** START OF DATA PROVIDED **
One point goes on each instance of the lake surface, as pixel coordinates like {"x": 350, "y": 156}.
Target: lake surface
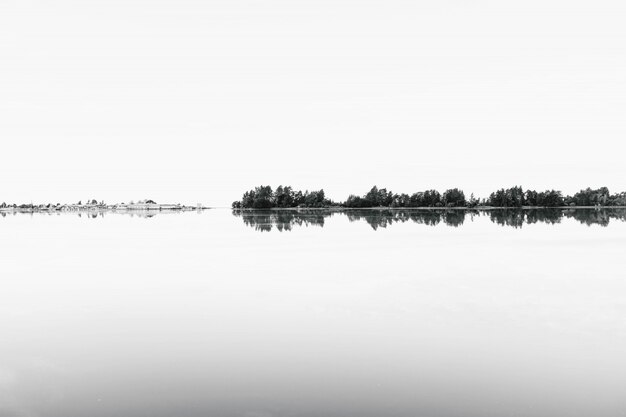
{"x": 283, "y": 313}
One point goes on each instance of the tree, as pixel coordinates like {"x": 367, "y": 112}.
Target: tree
{"x": 454, "y": 198}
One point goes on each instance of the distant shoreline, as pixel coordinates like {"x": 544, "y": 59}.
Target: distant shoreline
{"x": 82, "y": 208}
{"x": 382, "y": 208}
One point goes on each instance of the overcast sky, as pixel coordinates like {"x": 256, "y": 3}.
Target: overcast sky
{"x": 196, "y": 101}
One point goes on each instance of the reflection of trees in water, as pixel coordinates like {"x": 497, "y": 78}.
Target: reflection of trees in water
{"x": 601, "y": 217}
{"x": 286, "y": 220}
{"x": 384, "y": 218}
{"x": 282, "y": 220}
{"x": 517, "y": 218}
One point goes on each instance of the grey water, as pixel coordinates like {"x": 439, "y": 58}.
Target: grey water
{"x": 313, "y": 313}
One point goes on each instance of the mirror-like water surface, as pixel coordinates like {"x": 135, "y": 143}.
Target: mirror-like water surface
{"x": 357, "y": 313}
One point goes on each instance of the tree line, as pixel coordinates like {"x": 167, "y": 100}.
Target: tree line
{"x": 264, "y": 197}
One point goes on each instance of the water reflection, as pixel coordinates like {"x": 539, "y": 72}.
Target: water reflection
{"x": 286, "y": 220}
{"x": 93, "y": 213}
** END OF DATA PROVIDED **
→ **TASK STATEMENT**: Take the listing above and print it exactly, apart from the pictures.

→ **ANSWER TO THE EXERCISE**:
One point goes on each instance of the lake surface, as pixel coordinates like {"x": 350, "y": 156}.
Target: lake surface
{"x": 283, "y": 313}
One point goes on each instance of the tree, as pixel coordinates like {"x": 367, "y": 112}.
Target: tree
{"x": 454, "y": 198}
One point goes on each instance of the distant shoreline, as pixel coordinates like {"x": 544, "y": 59}.
Target: distant shoreline
{"x": 82, "y": 208}
{"x": 382, "y": 208}
One point goes on each instance of the overcast sky, as pixel coordinates like {"x": 256, "y": 3}.
Target: overcast sky
{"x": 196, "y": 101}
One point goes on each instance of the reflection of trees in water, as pixel coordinates like {"x": 497, "y": 78}.
Target: reflection of trees in water
{"x": 601, "y": 217}
{"x": 286, "y": 220}
{"x": 384, "y": 218}
{"x": 282, "y": 220}
{"x": 517, "y": 218}
One point goes on each instance of the grey water, as pixel coordinates like {"x": 439, "y": 58}.
Target: grey water
{"x": 313, "y": 313}
One point goes on each instance of the mirror-like water surface, as pixel coordinates like {"x": 135, "y": 143}.
Target: mirror-like water surface
{"x": 357, "y": 313}
One point goes on each instance of the tree line, as pixel coordinates like {"x": 167, "y": 100}.
Target: tree line
{"x": 264, "y": 197}
One point goes on each instance of the water reflection, as pixel coordinates like {"x": 539, "y": 72}.
Target: water reflection
{"x": 286, "y": 220}
{"x": 93, "y": 213}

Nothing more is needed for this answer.